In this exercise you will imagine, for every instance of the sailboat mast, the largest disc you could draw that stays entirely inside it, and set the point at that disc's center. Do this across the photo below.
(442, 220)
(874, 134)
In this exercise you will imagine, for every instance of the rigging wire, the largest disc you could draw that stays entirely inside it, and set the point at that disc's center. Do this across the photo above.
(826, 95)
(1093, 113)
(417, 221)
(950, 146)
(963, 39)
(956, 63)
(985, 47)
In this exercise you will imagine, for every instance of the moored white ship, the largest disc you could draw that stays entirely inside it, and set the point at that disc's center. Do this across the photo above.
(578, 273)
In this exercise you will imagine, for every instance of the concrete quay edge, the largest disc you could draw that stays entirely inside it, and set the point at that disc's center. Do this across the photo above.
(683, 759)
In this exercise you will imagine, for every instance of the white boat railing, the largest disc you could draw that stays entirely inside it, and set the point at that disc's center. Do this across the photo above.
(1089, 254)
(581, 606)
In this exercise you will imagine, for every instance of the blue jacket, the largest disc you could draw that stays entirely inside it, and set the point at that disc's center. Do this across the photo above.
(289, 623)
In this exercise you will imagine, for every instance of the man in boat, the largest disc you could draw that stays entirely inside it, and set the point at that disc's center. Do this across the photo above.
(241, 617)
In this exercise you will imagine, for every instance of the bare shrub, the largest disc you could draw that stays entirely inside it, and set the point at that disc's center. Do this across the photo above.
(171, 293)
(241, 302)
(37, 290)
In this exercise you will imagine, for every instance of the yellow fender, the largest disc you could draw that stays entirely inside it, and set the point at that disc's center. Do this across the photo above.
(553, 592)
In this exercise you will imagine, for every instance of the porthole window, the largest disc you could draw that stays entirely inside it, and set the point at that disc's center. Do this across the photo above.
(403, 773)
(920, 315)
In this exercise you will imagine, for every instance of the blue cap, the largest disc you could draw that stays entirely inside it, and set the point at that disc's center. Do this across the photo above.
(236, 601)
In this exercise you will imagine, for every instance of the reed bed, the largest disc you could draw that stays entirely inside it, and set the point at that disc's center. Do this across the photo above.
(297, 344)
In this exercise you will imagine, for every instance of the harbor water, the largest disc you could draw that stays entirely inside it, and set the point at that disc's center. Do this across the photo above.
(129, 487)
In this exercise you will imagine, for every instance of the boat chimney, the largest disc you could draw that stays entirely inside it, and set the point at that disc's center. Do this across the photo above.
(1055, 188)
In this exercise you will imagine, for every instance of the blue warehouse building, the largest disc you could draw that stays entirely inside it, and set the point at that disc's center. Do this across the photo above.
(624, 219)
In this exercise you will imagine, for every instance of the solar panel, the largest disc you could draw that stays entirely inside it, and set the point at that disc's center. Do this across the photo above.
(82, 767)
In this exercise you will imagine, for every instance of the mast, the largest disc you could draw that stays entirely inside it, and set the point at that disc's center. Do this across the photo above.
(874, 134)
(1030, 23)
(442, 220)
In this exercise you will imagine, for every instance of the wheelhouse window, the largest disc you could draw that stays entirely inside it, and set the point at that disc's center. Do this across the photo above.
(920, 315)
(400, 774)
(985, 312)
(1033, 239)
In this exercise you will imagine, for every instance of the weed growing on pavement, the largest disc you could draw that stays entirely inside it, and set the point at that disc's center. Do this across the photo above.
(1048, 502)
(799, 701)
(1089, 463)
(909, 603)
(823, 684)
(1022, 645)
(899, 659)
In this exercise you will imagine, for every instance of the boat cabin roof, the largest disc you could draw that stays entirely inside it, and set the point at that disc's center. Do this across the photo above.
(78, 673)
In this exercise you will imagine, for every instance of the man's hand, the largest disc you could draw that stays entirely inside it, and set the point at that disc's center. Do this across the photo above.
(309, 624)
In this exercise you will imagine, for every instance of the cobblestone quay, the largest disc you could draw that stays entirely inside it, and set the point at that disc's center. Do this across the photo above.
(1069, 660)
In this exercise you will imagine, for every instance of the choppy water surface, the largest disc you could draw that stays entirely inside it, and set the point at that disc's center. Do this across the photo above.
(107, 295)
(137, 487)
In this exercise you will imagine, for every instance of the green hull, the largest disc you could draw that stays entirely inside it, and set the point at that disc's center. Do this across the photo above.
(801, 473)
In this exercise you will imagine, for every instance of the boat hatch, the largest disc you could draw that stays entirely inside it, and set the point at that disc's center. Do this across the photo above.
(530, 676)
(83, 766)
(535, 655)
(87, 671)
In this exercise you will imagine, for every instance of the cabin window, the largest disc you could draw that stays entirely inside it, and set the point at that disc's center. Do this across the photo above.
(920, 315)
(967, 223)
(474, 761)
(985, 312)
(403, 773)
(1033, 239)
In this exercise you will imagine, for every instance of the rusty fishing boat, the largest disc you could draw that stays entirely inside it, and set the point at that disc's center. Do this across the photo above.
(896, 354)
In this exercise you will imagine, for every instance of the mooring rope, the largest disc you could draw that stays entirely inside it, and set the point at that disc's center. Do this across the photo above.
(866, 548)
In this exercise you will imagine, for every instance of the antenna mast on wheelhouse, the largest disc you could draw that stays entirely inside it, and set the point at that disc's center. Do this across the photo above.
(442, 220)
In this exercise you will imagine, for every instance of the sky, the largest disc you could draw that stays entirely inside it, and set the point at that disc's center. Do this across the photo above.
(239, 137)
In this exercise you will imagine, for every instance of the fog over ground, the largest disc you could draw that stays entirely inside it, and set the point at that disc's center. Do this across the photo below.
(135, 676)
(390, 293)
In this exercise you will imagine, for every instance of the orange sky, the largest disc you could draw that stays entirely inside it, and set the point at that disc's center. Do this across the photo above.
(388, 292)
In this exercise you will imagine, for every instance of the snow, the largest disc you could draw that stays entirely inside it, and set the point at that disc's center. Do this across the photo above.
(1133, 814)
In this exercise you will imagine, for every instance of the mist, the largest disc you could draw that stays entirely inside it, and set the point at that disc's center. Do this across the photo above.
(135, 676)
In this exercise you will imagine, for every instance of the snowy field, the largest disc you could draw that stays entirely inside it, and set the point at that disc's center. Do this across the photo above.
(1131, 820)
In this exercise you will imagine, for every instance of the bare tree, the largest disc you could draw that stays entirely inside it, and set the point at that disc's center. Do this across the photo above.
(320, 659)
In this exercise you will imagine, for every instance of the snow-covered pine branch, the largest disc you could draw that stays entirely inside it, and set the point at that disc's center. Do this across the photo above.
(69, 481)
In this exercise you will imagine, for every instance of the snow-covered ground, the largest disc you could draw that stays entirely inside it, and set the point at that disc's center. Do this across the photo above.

+-------+

_What you have to do_
Copy out all of the data above, line for line, with no changes.

_Solved problem_
In this exercise you will imagine, for every instance of the sailboat mast, the largest disc you could draw that stays entirely inside it, and set the point at that disc's center. Do this across the photo below.
(442, 220)
(874, 134)
In this exercise you will imagine, for every instance of the rigging wire, the largest disc you could draw that stays entirely inside it, and set the point at that disc's center. Do this across the photo above.
(826, 95)
(1093, 113)
(417, 221)
(950, 146)
(963, 39)
(956, 63)
(985, 47)
In this exercise you will imagine, for every instance of the moored white ship, the largest disc you could draw that stays entirely inside it, and set the point at that disc's center. Do this across the photo above.
(578, 273)
In this exercise you will imagine, for every instance of the concrete quay edge, the largest disc you could draw that stays entirely inside it, and set the point at that disc's center. Do this across the photo above.
(683, 759)
In this exercise you will imagine, for every instance of the white boat railing, the largest disc you could draw that stays entirely inside it, and set the point at that disc's center. Do this across the photo above.
(1089, 254)
(581, 606)
In this exercise you will imagine, for every instance of the blue jacket, the largest disc you could draw that stays entirely inside it, and set the point at that disc's center. Do this across the photo above.
(289, 623)
In this exercise you will imagine, for every instance of the man in boat, the largest disc you could draw that stays entirely inside it, and set the point at that disc's center. Do this across the photo above.
(241, 617)
In this exercise you will imagine, for every instance of the bare shrub, the largest disc you could draw that stays entirely inside it, and set the point at that disc's center. Do this across the photo above.
(171, 293)
(241, 302)
(37, 290)
In this exercise you will imagine, for every instance of the yellow fender, the largest disc you could draw that stays entirely inside it, and set the point at that disc's center. Do this across the photo above.
(553, 592)
In this exercise you will imagine, for every instance of the porthole window, the largest disc you could draw that stays entirely inside it, and set the point at that disc's center. Do this across the photo above.
(403, 773)
(920, 315)
In this exercise you will imagine, for every instance of the blue cap, the largest disc you could draw that stays entirely inside it, and set the point at that disc's center. Do this across the photo above.
(236, 601)
In this exercise you will imagine, for every instance of the reed bed, the largest disc you could draw that stays entirely inside it, and set the point at that disc's center. Do this across the photo above.
(297, 344)
In this exercise you will imagine, for every instance of the harbor water, the largest disc you could draw that stays entirely inside it, and set the point at that disc's center. Do this across the photo above.
(129, 487)
In this exercise you will imagine, for every instance of the boat chimney, the largest disc you could draw that stays entirely inside it, and set the point at that disc's center. Do this across the photo above.
(1055, 188)
In this exercise you will imagine, for every instance of the blue warehouse building, the largest disc you could draw that stays entirely inside it, and set the point at that disc's center. Do this across the photo above.
(624, 219)
In this exercise you will imagine, for every instance of the solar panel, the largest disc you could draw that stays entirely inside it, and set the point at that disc's center. Do this across the photo above.
(82, 767)
In this exercise you will imagine, for every instance of the mast, the largest disc you could draw that stays entirely inside it, and set the point at that disc's center. Do this across the photo above.
(874, 134)
(1030, 23)
(442, 220)
In this exercise you will imagine, for every instance of the wheelhouse window, the largest disc you could draw that stays entirely inside it, and set the point at that disc's center. Do this across the photo above.
(920, 315)
(400, 774)
(985, 312)
(1033, 239)
In this exercise you will imagine, for every instance of the weed growing on pavement, the largest disc you could draw that stays entirely inside it, and set the point at that disc's center. Do this across the photo above.
(1048, 502)
(799, 701)
(1089, 463)
(909, 603)
(823, 684)
(1022, 645)
(899, 659)
In this exercise you will imagine, for every instance of the boat cabin roof, the largest disc you could draw that stays entirely inside it, and set the point at that disc's center. Do this across the photo above.
(78, 673)
In this exercise you will imagine, for every instance of the man's hand, the largest disc you could draw that stays entirely inside it, and set the point at that disc's center. Do this across the photo above.
(309, 624)
In this exercise you will imagine, for every instance of the cobblestone quay, the largest disc you could draw that stays entirely inside it, and set the point at that disc's center. Do this across the photo above.
(1069, 660)
In this exercise you will imagine, for every instance of the choppy water surface, the largest disc you could draw that stays entirely inside it, and set the point at that disc's center. Do this across the photo above.
(107, 295)
(137, 487)
In this exercise you will imagine, for every instance of the green hull, the largest disc you could draw that stays entirely inside it, and set the point at that disc's center. Do this across the photo above.
(801, 473)
In this exercise you will imagine, for every instance of the boat hatch, the largest disc you could draw that stays entirely inside it, and set the point at that disc's center. Do this across the photo above.
(530, 676)
(83, 766)
(535, 655)
(87, 671)
In this exercise you will imagine, for every instance of the cabin window, the largest disc you could draw that stays entirely inside it, and set the point at that disc's center. Do this across the photo above.
(920, 315)
(967, 223)
(474, 761)
(985, 312)
(403, 773)
(1033, 239)
In this exercise you will imagine, for every instance of the rusty fishing boat, the largest disc you could draw that stays entirely inside it, and set the point at that disc's center. Do this across the photo above.
(896, 354)
In this exercise you will imagine, for every instance of the mooring rope, the largest disc you could draw that stays entirely inside it, and set the point at that disc's center. Do this across the photo above.
(866, 548)
In this exercise you will imagine, for every instance of the antenna mast on wheelhouse, the largest disc you could draw that stays entirely inside it, and set the point at that disc's center. Do this across the photo above.
(442, 220)
In this exercise you will imagine, for every instance of the sky, the largest disc you could draw that stays entirely inside it, and set the point at that disc's center. Do this across the photo above.
(239, 137)
In this exercise you will imagine, for every instance of the fog over ground, the largest disc you could draw that stays entirely inside it, and set the point at that disc's center. Do this across the photo below.
(135, 676)
(390, 293)
In this exercise you will imagine, for every instance of the orange sky, the largest disc you could draw that stays entirely inside it, and set the point at that disc's center. Do this across the photo above.
(388, 292)
In this exercise you will imagine, for every instance of the snow, the largest disc you could draw that stays entirely inside it, and set the point at that disc's center. Do this across the photo above.
(1133, 814)
In this exercise you will imagine, for every instance of the mist, the largest disc you could draw that stays entirely inside it, and set the point at that disc's center. Do this across the photo above.
(135, 676)
In this exercise you will imagine, for every instance of the snowy field, the largest disc you could draw that stays entirely inside it, and set the point at that disc's center. Do this across the photo above.
(1131, 820)
In this exercise you will imagine, for every instance of the bare tree, the largest disc you could draw that stays entirely inside it, and set the point at that disc's center. Do this across the photo above.
(320, 659)
In this exercise you will imagine, for every instance of the snow-covered pine branch, the largest disc you could draw that stays entirely inside it, and set the point at that disc's center. Do this across the photo above.
(69, 481)
In this exercise you will imagine, for every instance of the snow-covered ground, the largest disc you could draw that stays entirely inside it, and set the point at that disc's center. Do this across the photo above.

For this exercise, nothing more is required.